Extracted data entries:
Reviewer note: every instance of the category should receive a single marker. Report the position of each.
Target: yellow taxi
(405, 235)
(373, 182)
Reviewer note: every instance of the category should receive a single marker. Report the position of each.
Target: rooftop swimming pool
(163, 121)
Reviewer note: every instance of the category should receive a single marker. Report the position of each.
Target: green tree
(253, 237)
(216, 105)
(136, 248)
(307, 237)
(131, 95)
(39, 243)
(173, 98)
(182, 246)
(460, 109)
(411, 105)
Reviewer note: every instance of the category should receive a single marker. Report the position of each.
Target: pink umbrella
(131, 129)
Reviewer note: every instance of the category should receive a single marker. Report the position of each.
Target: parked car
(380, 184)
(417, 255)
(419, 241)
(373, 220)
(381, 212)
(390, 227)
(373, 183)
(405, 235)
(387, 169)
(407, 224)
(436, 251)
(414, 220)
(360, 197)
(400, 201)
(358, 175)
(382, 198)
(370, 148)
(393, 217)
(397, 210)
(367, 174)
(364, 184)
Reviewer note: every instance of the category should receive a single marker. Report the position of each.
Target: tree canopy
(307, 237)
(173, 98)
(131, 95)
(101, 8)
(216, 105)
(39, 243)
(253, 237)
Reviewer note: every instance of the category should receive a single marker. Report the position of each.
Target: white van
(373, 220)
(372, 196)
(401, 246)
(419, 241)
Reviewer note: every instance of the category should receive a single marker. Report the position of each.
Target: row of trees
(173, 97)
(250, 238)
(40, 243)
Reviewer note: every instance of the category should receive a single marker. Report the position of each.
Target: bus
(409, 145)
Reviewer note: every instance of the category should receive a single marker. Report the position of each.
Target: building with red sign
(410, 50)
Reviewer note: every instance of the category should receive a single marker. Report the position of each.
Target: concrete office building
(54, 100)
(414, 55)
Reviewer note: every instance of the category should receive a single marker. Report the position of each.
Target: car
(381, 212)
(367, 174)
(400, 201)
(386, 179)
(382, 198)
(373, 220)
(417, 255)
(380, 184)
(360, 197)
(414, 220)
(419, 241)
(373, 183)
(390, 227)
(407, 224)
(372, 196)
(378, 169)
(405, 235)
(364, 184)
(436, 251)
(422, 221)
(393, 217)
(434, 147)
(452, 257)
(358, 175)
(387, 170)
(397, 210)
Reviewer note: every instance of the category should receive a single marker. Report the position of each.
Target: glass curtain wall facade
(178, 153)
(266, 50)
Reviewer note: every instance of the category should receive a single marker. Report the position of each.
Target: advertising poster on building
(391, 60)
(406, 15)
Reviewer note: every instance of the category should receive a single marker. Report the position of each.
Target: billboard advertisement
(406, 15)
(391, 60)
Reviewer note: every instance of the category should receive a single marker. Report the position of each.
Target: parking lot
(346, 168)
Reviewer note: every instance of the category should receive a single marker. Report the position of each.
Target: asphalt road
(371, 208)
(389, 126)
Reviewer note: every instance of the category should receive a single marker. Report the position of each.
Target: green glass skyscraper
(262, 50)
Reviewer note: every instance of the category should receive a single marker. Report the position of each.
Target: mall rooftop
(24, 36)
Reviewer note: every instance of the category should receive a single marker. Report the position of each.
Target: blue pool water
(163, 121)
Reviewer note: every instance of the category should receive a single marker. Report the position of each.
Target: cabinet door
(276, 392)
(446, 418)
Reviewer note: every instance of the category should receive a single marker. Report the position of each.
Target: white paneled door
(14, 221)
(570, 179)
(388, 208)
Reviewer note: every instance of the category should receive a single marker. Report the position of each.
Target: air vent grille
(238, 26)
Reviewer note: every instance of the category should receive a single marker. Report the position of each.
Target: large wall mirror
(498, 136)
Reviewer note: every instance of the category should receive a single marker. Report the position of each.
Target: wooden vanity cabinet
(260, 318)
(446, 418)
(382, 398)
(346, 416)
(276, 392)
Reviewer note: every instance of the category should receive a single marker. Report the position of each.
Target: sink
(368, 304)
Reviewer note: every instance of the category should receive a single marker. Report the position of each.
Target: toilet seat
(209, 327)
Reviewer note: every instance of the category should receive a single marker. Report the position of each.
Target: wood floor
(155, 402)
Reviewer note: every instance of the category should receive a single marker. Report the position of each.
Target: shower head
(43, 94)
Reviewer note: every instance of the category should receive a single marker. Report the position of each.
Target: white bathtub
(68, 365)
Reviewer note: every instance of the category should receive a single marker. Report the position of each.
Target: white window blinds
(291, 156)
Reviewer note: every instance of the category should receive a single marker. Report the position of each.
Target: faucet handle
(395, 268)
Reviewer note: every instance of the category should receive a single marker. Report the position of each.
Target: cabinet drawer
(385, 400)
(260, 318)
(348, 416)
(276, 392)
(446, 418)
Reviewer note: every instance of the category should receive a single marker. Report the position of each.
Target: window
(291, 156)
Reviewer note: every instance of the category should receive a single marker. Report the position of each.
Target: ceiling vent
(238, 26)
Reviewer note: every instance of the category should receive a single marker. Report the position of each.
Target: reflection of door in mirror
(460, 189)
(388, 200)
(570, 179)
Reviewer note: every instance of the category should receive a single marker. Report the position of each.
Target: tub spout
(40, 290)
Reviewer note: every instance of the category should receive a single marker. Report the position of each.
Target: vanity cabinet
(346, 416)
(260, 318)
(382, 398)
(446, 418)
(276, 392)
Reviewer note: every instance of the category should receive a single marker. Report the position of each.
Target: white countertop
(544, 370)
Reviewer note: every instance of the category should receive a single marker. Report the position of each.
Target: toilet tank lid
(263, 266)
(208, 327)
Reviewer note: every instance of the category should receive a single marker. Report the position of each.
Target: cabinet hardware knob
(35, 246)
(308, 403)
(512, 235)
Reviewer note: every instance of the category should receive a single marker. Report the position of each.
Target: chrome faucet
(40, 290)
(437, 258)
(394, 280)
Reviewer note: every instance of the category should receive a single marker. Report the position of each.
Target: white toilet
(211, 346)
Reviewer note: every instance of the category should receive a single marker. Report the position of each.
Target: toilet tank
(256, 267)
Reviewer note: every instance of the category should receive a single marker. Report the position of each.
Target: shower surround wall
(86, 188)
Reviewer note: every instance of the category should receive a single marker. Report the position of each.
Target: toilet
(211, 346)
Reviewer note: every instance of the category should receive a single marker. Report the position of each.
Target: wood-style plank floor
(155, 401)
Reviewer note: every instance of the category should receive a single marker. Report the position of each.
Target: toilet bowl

### What is required
Write the data out again. Match it word for word.

### Task output
Reviewer note: every instance of the category should receive a single marker. Report the position of each.
Target: yellow taxi
(405, 235)
(373, 182)
Reviewer note: every instance of the category should receive a single marker. Report the position of each.
Target: rooftop swimming pool
(163, 121)
Reviewer note: every instance of the category should receive a single marker. Report the position of each.
Target: green tree
(253, 237)
(216, 105)
(136, 248)
(307, 237)
(131, 95)
(39, 243)
(173, 98)
(182, 246)
(460, 109)
(411, 105)
Reviewer note: every instance of the category should receive a single marker. Report the position of each.
Target: pink umbrella
(131, 129)
Reviewer note: every instance of the category should receive a single marker. Report the position of each.
Target: parked car
(380, 184)
(417, 255)
(419, 241)
(373, 220)
(381, 212)
(390, 227)
(373, 183)
(405, 235)
(387, 169)
(407, 224)
(436, 251)
(414, 220)
(360, 197)
(400, 201)
(358, 175)
(382, 198)
(370, 148)
(393, 217)
(397, 210)
(367, 174)
(364, 184)
Reviewer note: every instance of the category should receive a single marker. Report the position of each.
Target: tree canopy
(307, 237)
(173, 98)
(131, 95)
(101, 8)
(216, 105)
(39, 243)
(253, 237)
Reviewer note: every instance of the category should receive a single marker. Report the position of each.
Target: white van
(373, 220)
(372, 196)
(401, 246)
(419, 241)
Reviewer note: every instance of the category should receive a single marker. Report the position of each.
Target: row of trees
(173, 97)
(250, 238)
(40, 243)
Reviewer note: every instance of the category should receive a single marker. Report the position of each.
Target: bus
(409, 145)
Reviewer note: every instance of the category should receive a single marker. Report the position of each.
Target: building with red sign
(410, 50)
Reviewer note: every instance of the category should receive a single marker. Report the position of each.
Target: concrete office building
(54, 100)
(414, 55)
Reviewer note: every instance of the category should receive a single marker. Report the position of each.
Target: car
(381, 212)
(367, 174)
(400, 201)
(386, 179)
(382, 198)
(373, 220)
(417, 255)
(380, 184)
(360, 197)
(414, 220)
(419, 241)
(373, 183)
(390, 227)
(407, 224)
(372, 196)
(378, 169)
(405, 235)
(364, 184)
(436, 251)
(422, 221)
(393, 217)
(434, 147)
(452, 257)
(358, 175)
(387, 170)
(397, 210)
Reviewer note: every instance of the category should receive a single marker. Report the position of each.
Target: glass curtain wall facade
(178, 153)
(266, 50)
Reviewer note: every instance of the category should receive a single marker. Report the position of each.
Target: advertising poster on building
(391, 60)
(406, 15)
Reviewer note: every instance of the category should receive a single marker. Report the position of each.
Target: billboard advertisement
(406, 15)
(391, 60)
Reviewer note: every instance of the category should receive a single marker. Report the position of each.
Target: parking lot
(346, 168)
Reviewer note: every instance of the category should receive a single marker. Report the position of each.
Target: asphalt road
(371, 208)
(389, 126)
Reviewer note: every instance of the category should receive a single marker. Report the position of each.
Target: green glass skyscraper
(262, 50)
Reviewer note: every instance of the category should receive a single marker. Report the position of each.
Target: mall rooftop
(24, 36)
Reviewer note: every instance of the category should receive a single marker. Report the position of each.
Target: blue pool water
(163, 121)
Reviewer note: every instance of the category should receive a single marker. Report the position of each.
Target: cabinet door
(276, 392)
(446, 418)
Reviewer note: every instance of the category should receive a single marker. Report the position of each.
Target: white paneled door
(14, 221)
(570, 179)
(388, 208)
Reviewer note: every instance of the category should receive a single marker. Report the position of each.
Target: air vent grille
(238, 26)
Reviewer note: every instance of the category should receive a single marker. Report the position of each.
Target: large wall mirror
(498, 136)
Reviewer note: every instance of the category should receive a single marker. Report the position of each.
Target: wooden vanity cabinet
(260, 318)
(446, 418)
(382, 398)
(346, 416)
(276, 392)
Reviewer note: every instance of the category should receive a single marker. Report the position of each.
Target: sink
(368, 304)
Reviewer note: every instance of the category should receive a single marker. Report the position of each.
Target: toilet seat
(209, 327)
Reviewer note: every instance of the category should receive a single marker. Report the position of each.
Target: wood floor
(155, 402)
Reviewer note: every instance of the category should receive a single marker. Report the position of each.
Target: shower head
(43, 94)
Reviewer note: every instance of the category should receive a single marker. Report the position of each.
Target: white bathtub
(68, 365)
Reviewer note: every instance of the category should receive a single marker. Report the position of each.
Target: white window blinds
(291, 156)
Reviewer note: every instance of the category should receive a single marker. Report the position of each.
Target: faucet handle
(395, 268)
Reviewer note: every instance of the category should receive a single marker. Report the position of each.
Target: cabinet drawer
(385, 400)
(260, 318)
(348, 416)
(276, 392)
(446, 418)
Reviewer note: every instance of the category should receive a single marker. Report the position of each.
Target: window
(291, 156)
Reviewer note: every instance of the category should receive a single marker. Report the position of each.
Target: ceiling vent
(238, 26)
Reviewer note: every instance of the category should receive a single marker. Report the position of each.
Target: reflection of door in mirror
(460, 189)
(388, 200)
(570, 179)
Reviewer note: every instance of the category should receive a single marker. Report the position of each.
Target: tub spout
(40, 290)
Reviewer note: every instance of the category should receive a single marker. Report the position of each.
Target: vanity cabinet
(346, 416)
(260, 318)
(382, 398)
(446, 418)
(276, 392)
Reviewer note: every instance of the category should receive a single marker. Report the position of each.
Target: white countertop
(544, 370)
Reviewer note: every instance of the category should receive a single marker. Report the position of each.
Target: toilet tank lid
(263, 266)
(208, 327)
Reviewer note: every instance of the category should receive a single marker. Report the position of each.
Target: cabinet hardware knob
(35, 246)
(308, 403)
(512, 235)
Reviewer note: every instance of the category should receive a single marker. Report the position of each.
Target: chrome faucet
(40, 290)
(437, 258)
(394, 280)
Reviewer note: every instance of the category should receive a single marker. Report the position of each.
Target: white toilet
(211, 346)
Reviewer note: every instance of the category should receive a single marker. Report the position of each.
Target: toilet tank
(256, 267)
Reviewer note: every instance of the category should receive a single marker. Report the position of each.
Target: shower surround wall
(86, 188)
Reviewer note: every instance of the category should receive a single marker. Report the position of each.
Target: toilet
(211, 346)
Reviewer note: every instance of the category should receive a single marker. Report the position of each.
Target: wood-style plank floor
(155, 401)
Reviewer note: every instance of the category should receive a single marker. Report the position of each.
Target: toilet bowl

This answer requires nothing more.